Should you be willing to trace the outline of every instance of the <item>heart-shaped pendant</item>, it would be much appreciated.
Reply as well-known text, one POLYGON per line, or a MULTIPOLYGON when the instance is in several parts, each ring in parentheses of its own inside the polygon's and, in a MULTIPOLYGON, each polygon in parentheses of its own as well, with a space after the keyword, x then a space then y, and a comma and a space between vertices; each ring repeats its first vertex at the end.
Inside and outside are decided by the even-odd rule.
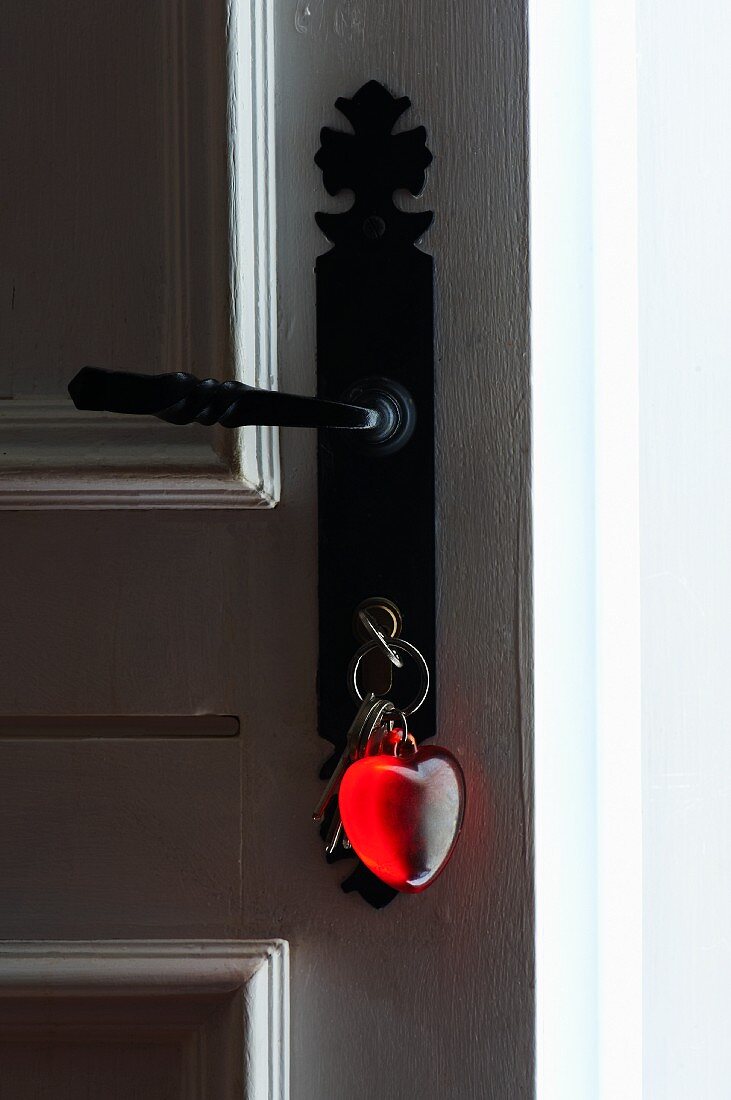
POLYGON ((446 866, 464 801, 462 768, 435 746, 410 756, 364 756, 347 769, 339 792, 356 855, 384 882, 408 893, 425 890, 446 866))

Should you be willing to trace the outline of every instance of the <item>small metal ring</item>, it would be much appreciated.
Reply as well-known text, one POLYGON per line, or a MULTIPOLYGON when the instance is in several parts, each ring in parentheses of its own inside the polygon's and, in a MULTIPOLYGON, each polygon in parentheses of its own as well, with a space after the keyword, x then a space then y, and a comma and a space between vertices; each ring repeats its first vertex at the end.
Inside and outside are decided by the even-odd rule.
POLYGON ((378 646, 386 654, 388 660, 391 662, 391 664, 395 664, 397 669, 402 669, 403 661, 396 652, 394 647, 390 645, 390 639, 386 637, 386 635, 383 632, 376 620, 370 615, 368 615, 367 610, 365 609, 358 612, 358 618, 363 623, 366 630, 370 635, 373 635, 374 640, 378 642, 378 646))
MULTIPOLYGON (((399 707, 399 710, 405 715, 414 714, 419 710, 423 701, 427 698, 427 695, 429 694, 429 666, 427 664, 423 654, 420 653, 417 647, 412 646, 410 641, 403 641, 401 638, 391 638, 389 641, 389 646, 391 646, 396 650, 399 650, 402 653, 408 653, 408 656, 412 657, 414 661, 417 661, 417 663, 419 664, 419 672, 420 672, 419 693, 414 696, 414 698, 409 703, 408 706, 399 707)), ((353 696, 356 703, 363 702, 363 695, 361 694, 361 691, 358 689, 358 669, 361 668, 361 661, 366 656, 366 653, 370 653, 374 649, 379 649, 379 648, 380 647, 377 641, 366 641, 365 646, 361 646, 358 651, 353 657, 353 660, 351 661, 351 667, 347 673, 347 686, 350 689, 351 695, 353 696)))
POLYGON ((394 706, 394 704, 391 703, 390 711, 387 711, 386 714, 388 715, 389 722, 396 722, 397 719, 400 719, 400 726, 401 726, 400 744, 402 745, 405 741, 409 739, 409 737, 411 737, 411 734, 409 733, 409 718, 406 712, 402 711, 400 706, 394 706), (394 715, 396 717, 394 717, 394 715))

•••

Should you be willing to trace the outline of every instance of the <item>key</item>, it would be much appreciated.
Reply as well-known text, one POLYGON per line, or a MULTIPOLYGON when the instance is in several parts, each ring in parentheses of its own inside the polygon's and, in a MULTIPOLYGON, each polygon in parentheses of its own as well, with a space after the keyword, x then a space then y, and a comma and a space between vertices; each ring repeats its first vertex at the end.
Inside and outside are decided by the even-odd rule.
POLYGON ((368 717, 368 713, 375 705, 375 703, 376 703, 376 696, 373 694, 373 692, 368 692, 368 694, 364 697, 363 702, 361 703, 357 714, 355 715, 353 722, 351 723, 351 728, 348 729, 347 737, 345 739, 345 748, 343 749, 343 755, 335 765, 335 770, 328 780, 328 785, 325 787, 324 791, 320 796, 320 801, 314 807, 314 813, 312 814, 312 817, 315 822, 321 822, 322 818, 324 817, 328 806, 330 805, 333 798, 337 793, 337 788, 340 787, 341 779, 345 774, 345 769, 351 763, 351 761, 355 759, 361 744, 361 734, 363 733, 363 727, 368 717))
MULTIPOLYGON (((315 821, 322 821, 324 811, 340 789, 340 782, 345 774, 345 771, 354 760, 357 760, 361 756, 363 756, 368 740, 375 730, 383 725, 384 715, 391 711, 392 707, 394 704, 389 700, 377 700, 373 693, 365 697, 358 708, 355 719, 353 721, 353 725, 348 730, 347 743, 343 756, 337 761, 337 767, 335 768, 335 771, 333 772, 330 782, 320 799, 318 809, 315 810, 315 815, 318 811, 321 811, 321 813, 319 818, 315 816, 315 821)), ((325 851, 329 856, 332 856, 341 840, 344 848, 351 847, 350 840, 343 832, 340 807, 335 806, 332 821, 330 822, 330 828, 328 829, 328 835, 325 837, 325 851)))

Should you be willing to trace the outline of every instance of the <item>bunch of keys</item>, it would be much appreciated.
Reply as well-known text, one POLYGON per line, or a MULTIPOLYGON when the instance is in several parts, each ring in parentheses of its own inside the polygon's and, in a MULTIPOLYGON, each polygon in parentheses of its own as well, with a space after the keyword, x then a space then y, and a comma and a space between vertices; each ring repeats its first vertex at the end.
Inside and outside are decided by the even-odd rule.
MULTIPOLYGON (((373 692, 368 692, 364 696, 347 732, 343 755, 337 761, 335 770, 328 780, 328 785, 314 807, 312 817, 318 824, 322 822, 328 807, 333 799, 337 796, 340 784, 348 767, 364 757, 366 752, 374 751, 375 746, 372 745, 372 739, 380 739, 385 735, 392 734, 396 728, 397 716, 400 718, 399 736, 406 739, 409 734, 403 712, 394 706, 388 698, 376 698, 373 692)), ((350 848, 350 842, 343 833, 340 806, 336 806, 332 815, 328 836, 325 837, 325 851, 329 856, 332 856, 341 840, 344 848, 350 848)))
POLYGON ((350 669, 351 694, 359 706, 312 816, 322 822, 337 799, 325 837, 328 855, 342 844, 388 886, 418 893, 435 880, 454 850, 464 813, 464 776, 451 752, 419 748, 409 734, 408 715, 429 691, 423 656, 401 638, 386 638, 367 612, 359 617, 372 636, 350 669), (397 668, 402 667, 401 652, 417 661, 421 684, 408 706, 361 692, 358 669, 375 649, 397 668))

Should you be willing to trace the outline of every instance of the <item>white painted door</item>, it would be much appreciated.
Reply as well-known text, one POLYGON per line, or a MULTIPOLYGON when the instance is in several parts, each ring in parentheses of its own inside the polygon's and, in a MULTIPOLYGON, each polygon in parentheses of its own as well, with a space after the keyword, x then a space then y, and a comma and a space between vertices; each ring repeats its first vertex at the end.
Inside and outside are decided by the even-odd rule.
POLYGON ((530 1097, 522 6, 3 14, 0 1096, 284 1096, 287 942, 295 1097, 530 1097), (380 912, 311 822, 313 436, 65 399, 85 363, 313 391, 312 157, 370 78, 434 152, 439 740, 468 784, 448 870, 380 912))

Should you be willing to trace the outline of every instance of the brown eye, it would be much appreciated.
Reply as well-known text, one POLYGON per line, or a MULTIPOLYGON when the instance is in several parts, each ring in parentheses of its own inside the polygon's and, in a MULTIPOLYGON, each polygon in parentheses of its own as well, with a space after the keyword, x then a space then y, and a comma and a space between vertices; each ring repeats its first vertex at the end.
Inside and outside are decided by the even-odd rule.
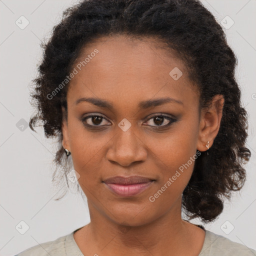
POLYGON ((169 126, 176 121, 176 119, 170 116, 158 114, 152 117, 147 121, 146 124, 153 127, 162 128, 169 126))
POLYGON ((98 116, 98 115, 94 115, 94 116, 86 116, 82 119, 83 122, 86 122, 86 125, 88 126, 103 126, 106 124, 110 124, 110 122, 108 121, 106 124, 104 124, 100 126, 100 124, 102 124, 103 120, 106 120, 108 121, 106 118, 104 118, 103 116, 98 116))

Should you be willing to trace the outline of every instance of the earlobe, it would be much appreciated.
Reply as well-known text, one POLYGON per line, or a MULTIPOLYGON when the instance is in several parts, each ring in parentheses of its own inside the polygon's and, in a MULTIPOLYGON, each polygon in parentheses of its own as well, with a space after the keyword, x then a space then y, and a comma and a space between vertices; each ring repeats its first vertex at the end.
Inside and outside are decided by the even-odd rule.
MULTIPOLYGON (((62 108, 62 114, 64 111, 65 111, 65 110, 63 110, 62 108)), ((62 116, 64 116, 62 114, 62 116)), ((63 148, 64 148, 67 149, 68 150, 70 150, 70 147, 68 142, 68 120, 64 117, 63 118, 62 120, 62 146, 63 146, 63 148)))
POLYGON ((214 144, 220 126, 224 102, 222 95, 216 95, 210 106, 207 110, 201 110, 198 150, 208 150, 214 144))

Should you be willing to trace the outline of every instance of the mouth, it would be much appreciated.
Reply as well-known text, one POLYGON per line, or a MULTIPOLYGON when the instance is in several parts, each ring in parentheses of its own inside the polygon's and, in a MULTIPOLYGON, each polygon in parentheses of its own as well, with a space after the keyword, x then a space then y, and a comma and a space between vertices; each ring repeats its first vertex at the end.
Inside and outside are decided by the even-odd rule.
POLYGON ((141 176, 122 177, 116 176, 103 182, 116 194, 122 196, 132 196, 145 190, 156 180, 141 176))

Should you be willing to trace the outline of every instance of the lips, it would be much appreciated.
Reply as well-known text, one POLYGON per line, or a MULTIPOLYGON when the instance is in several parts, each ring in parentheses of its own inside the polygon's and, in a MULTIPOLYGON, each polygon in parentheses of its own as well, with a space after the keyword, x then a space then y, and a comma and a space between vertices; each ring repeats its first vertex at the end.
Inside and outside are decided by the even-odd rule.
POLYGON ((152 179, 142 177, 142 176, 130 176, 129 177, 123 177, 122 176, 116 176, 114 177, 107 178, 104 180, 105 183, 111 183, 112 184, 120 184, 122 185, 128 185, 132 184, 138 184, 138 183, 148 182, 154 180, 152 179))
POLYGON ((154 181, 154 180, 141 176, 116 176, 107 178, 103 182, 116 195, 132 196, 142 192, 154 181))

•••

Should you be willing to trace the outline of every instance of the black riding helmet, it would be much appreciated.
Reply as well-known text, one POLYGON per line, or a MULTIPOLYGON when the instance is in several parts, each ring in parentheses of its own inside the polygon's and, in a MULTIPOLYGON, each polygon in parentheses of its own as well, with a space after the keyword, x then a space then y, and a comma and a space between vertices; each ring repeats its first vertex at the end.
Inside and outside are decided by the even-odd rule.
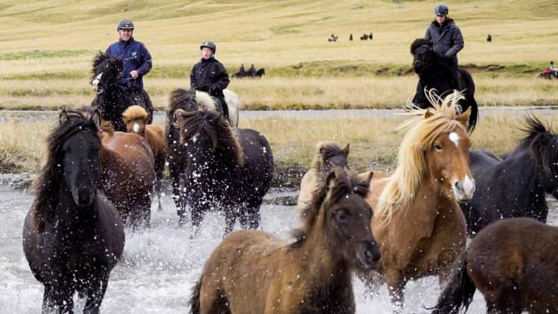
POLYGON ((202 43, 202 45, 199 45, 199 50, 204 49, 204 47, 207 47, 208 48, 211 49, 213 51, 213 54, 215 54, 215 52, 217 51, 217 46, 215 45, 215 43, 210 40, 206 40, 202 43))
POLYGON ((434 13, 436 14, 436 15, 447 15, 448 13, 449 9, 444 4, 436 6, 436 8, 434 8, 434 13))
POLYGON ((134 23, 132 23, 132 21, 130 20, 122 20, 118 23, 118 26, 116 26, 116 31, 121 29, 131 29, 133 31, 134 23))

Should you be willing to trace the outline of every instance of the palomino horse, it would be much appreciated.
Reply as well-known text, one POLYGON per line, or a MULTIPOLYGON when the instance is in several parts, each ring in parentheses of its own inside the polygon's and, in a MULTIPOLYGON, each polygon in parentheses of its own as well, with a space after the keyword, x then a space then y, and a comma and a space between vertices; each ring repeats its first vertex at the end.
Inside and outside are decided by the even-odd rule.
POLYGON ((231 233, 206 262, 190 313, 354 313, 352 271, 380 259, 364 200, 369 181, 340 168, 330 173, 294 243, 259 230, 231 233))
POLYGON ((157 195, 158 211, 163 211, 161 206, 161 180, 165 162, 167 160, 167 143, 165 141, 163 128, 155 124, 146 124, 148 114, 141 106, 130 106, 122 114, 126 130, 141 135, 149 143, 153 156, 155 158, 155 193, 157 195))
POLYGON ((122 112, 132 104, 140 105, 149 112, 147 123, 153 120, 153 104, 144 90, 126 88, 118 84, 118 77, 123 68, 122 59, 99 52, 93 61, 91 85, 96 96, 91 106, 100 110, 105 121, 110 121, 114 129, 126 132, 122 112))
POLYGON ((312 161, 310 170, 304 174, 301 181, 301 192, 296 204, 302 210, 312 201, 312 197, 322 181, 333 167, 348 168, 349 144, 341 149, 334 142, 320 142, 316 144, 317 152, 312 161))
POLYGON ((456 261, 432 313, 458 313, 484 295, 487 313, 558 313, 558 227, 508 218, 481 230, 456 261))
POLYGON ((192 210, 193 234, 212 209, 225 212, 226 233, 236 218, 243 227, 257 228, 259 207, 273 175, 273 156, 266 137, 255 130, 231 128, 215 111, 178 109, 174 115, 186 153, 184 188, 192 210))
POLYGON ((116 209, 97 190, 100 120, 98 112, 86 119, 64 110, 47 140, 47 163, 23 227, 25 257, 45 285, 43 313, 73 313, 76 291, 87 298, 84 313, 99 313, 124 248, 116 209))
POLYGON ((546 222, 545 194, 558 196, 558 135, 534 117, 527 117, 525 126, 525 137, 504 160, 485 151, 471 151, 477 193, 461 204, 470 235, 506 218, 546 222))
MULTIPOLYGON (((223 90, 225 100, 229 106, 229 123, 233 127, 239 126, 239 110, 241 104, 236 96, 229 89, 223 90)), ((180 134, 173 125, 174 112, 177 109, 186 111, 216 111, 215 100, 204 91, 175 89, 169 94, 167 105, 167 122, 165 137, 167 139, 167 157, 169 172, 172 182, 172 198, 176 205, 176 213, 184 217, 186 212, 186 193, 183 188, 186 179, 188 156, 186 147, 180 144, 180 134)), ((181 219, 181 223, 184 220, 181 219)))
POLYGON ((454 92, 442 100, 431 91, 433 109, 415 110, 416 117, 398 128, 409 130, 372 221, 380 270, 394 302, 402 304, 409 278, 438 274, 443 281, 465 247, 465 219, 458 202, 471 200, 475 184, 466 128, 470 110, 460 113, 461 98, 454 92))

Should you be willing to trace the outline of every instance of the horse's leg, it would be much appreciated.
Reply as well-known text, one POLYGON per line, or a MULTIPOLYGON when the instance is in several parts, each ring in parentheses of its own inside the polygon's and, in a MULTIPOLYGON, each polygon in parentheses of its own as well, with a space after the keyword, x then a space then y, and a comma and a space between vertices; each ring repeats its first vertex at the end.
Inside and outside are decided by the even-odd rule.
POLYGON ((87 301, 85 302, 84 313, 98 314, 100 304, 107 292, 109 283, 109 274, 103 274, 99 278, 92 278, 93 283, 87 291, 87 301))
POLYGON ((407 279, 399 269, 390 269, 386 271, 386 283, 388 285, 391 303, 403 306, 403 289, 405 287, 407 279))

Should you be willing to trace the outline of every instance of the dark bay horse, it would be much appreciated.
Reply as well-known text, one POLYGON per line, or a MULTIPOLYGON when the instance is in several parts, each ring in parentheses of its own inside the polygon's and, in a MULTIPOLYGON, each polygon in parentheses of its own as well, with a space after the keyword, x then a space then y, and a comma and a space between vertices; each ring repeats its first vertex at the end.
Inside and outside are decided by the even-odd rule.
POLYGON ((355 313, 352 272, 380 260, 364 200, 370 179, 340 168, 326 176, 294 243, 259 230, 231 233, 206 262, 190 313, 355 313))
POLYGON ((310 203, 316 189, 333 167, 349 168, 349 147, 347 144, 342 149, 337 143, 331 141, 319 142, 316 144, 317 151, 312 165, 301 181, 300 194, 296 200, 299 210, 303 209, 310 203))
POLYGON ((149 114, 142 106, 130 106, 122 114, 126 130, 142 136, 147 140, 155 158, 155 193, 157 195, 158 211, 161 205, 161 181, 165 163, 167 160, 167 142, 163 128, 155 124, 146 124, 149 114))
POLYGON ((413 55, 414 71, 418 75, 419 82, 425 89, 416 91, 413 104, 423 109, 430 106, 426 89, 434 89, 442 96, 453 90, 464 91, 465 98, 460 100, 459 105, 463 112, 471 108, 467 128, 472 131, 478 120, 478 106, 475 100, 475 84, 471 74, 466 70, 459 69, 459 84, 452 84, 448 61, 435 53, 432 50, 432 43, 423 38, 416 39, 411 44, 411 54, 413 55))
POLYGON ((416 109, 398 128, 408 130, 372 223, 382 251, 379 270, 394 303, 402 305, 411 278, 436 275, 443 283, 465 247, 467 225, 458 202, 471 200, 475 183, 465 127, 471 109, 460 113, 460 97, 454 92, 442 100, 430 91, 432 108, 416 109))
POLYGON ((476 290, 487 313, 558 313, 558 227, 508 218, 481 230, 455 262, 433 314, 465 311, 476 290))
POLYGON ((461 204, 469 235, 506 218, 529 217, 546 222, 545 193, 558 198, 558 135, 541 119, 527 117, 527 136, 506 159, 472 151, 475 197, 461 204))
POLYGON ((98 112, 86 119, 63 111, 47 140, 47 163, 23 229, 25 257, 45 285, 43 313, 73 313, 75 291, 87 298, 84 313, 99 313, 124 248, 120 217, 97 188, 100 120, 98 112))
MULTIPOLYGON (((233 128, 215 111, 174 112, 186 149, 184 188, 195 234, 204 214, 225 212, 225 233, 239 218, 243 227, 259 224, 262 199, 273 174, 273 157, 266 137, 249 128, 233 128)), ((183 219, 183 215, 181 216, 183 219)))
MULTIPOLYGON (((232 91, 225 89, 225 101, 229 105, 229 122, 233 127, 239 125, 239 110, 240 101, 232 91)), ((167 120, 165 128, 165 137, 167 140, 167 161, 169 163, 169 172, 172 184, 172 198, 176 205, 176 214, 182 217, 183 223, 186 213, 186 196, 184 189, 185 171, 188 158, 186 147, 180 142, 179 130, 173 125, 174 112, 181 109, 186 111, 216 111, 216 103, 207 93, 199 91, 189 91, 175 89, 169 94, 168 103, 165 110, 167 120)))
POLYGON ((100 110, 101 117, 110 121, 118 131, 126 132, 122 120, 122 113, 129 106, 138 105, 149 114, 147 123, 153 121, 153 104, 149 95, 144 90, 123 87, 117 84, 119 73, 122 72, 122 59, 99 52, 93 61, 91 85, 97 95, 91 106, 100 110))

•••

Rewrite the items from the line with "door</item>, it would be much appreciated." to the line with "POLYGON ((98 116, 98", putting "white wooden door" in place of "white painted door" and leaving everything else as it is. Omit the pictures from your answer.

▸ **OUTPUT**
Should you be willing to trace the outline of every instance of the <item>white wooden door</item>, it would be much appreciated.
Reply as well-known text, one POLYGON per line, or a MULTIPOLYGON when the instance is in several parts, each ring in parentheses of its own inside the polygon's and, in a MULTIPOLYGON, each polygon in parentheses of its own as well, with a space after the keyword, x then a space then y, and a comma and a space between vertices; each ring repeats its first vertex at the end.
Inside and outside are decided by the even-odd rule.
POLYGON ((530 1097, 522 6, 3 14, 0 1096, 284 1096, 287 942, 295 1097, 530 1097), (380 912, 311 822, 313 436, 65 399, 85 363, 313 391, 312 157, 370 78, 434 152, 439 740, 468 784, 448 870, 380 912))

Should you be willing to trace the outline of every instance of the brown eye, it would be much appreciated.
Reply as well-known text, one POLYGON per line, or a MULTIPOLYGON when the instance is in several parts, each ring in parentheses of its own inside the polygon's and, in a MULTIPOLYGON, each polygon in parentheses of its own as well, with a space after the keyword, x then a space then y, and a comma and a space between vertices; each ring repeats its first vertex at the end.
Inside and outside are decided by the even-odd rule.
POLYGON ((169 126, 176 121, 176 119, 170 116, 158 114, 152 117, 147 121, 146 124, 153 127, 162 128, 169 126))
POLYGON ((98 116, 98 115, 94 115, 94 116, 86 116, 82 119, 83 122, 86 122, 86 125, 88 126, 103 126, 106 124, 110 124, 110 122, 108 121, 106 124, 104 124, 100 126, 100 124, 102 124, 103 120, 106 120, 108 121, 106 118, 104 118, 103 116, 98 116))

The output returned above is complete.